* **Reading passage**

======

# Badd 10th!!



## nisargshah95 (Feb 15, 2011)

This year in 10th was really frustrating. 

-> The first thing being *CCE* which means our result from the beginning would be counted (and not only the boards) plus *2 projects* given in each subject (which was pretty meaningless).
The next big thing was *NO farewell* (dammit, it was held every year, why only us?)
and now this month those schoolwallas have put up a new time table according to which there will be 1hr periods (with no free periods) instead of regular 35min periods (which included free periods)....


10th couldn't be bad than this...


----------



## nims11 (Feb 15, 2011)

I am in 12th and have some idea about CCE. juniors are frustrated about to it. The old system was good.

I had our farewells today.... Dont worry for farewell as you still have 2 more years of school life.


----------



## nisargshah95 (Feb 16, 2011)

Cool!! must have enjoyed!!!


----------



## The Conqueror (Feb 16, 2011)

Well, my school has implemented CCE for XI as well!


----------



## Faun (Feb 16, 2011)

Good luck kids 

Deal with it !


----------



## pauldmps (Feb 16, 2011)

The CCE is really a stupid thing. I'm lucky that I didn't have to deal with that crap.


----------



## Liverpool_fan (Feb 16, 2011)

In a way you lads would be more ready for jugaadu type CCE when you enter colleges


----------



## way2jatin (Feb 19, 2011)

just tried to ease off pressure from the students


----------

======

* **Extracted entries**
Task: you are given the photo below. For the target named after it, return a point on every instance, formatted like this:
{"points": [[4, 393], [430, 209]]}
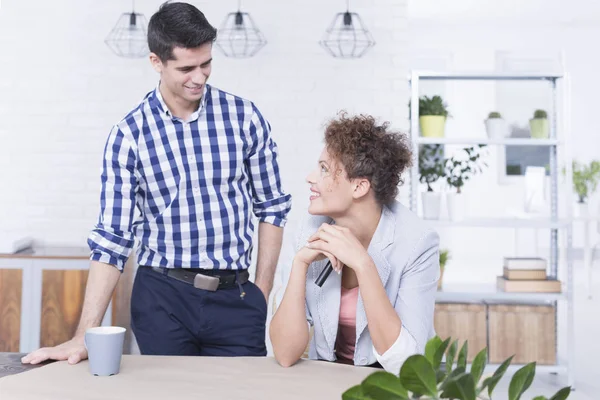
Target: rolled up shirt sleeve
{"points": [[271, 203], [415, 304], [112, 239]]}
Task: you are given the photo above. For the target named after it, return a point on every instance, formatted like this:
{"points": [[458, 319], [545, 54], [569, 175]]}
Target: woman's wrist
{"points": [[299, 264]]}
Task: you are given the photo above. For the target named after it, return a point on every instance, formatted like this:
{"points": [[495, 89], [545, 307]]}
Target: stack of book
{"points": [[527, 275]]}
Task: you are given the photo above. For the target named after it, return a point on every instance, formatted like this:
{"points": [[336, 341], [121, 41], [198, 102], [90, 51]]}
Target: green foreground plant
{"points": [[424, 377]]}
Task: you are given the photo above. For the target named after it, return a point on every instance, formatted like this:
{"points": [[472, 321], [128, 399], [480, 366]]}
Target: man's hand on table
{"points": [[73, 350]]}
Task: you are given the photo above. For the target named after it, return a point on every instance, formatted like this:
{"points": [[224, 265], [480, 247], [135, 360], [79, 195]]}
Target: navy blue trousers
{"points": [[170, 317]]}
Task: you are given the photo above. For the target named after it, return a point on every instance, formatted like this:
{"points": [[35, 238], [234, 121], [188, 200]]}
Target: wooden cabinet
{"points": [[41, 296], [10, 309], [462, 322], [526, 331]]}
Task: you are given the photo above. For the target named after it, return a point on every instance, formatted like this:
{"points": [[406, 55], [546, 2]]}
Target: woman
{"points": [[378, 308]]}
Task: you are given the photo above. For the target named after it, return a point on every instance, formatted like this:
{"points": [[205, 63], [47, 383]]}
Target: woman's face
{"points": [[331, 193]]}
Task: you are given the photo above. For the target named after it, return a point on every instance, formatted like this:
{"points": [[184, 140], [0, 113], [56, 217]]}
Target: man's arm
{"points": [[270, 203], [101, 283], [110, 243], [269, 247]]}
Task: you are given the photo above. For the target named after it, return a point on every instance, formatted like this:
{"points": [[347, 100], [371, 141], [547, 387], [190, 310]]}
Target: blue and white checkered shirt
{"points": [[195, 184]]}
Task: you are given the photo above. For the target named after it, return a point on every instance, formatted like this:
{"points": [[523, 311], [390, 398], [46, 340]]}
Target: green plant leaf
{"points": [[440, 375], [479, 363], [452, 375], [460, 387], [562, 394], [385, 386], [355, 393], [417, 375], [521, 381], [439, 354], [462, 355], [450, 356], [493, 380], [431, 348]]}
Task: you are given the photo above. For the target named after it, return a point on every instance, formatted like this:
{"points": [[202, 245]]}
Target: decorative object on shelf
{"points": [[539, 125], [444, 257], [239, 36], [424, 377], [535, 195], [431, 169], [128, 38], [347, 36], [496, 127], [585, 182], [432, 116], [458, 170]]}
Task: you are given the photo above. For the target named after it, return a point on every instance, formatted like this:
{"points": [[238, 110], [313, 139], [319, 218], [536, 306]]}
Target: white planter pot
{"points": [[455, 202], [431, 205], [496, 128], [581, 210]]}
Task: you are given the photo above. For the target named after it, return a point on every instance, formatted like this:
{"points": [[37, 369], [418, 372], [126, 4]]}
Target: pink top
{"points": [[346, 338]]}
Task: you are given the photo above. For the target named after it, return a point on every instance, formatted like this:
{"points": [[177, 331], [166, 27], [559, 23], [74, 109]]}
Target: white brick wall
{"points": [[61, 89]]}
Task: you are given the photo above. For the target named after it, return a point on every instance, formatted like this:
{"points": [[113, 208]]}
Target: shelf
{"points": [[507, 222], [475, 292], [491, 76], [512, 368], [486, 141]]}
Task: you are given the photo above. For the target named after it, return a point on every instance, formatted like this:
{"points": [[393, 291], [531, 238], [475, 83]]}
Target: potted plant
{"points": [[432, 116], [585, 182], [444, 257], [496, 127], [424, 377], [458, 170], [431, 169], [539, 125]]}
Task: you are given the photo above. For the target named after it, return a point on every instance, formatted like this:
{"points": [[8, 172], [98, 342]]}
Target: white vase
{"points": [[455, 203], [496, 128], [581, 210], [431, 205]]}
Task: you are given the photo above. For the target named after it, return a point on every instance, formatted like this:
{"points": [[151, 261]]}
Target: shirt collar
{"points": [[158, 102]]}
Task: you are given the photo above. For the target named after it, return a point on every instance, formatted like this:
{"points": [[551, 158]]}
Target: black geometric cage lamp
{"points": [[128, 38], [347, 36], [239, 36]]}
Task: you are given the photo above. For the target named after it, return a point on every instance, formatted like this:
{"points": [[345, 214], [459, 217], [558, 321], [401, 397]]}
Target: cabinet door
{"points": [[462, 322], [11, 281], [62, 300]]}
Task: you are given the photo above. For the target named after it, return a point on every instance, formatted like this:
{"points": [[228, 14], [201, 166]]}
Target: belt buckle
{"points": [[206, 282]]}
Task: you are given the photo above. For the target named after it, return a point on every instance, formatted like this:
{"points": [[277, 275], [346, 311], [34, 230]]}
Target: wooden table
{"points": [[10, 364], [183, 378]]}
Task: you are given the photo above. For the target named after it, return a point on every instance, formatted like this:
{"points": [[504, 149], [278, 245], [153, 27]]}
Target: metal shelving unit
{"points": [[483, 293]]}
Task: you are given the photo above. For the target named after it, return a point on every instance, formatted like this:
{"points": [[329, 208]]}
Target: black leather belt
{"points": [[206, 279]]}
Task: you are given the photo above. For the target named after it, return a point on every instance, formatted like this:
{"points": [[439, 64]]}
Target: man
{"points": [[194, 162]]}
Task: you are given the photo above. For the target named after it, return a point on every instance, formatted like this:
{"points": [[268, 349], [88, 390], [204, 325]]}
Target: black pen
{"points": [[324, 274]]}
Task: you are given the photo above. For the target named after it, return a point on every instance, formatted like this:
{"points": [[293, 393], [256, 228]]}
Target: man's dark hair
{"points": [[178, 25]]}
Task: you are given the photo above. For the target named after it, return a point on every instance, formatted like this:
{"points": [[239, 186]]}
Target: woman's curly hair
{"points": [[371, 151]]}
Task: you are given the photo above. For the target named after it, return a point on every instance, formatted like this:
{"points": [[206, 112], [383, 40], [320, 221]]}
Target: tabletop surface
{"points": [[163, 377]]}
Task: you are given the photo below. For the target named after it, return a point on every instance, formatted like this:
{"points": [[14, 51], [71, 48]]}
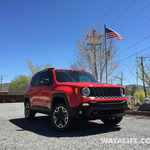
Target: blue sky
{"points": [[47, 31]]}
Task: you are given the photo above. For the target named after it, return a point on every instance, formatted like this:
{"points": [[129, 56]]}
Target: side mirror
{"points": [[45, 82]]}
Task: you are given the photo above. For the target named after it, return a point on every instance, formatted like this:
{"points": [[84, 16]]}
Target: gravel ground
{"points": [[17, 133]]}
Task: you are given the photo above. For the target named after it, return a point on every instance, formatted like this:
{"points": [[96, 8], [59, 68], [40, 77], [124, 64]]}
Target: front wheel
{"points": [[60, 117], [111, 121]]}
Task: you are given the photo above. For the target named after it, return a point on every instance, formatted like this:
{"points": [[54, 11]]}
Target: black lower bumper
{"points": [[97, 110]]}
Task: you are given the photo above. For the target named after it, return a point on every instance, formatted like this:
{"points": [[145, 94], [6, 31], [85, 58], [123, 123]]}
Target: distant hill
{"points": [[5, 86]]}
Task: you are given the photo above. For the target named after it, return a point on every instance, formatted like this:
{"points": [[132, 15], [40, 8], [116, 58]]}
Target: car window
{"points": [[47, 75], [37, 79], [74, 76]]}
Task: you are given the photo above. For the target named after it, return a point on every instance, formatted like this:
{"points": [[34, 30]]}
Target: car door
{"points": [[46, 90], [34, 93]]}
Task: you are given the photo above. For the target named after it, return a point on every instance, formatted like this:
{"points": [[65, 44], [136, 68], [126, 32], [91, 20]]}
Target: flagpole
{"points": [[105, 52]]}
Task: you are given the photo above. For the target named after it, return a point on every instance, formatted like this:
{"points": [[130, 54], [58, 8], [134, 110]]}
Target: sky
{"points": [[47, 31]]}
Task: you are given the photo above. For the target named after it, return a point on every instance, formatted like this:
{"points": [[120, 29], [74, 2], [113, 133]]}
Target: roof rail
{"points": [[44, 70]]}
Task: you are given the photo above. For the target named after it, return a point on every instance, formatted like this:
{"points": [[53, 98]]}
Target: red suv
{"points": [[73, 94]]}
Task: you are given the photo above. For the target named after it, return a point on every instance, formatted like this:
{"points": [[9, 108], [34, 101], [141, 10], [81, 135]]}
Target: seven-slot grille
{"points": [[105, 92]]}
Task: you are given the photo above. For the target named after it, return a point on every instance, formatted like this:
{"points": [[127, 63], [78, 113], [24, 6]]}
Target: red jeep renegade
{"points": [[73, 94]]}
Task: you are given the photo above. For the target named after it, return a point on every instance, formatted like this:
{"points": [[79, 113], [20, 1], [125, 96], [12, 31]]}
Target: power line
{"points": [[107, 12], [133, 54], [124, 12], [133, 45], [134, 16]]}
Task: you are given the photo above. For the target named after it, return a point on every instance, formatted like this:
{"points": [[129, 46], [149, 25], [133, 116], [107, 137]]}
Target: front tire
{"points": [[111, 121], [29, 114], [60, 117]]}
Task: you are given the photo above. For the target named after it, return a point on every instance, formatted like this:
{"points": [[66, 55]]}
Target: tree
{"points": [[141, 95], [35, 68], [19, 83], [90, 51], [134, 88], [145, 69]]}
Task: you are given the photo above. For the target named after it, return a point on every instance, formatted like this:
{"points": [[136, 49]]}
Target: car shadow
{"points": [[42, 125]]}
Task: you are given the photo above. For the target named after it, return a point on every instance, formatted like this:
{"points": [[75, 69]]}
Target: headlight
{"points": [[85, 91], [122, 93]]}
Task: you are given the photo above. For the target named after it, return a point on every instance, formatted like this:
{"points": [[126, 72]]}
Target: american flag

======

* **Directions**
(a) Quote the passage of the thread about 10th grade between "-> The first" and "bad than this...", inclusive.
(b) In the thread about 10th grade, how long will class periods be under the new timetable?

* **Answers to the tasks**
(a)
-> The first thing being *CCE* which means our result from the beginning would be counted (and not only the boards) plus *2 projects* given in each subject (which was pretty meaningless).
The next big thing was *NO farewell* (dammit, it was held every year, why only us?)
and now this month those schoolwallas have put up a new time table according to which there will be 1hr periods (with no free periods) instead of regular 35min periods (which included free periods)....


10th couldn't be bad than this...

(b) One hour, with no free periods.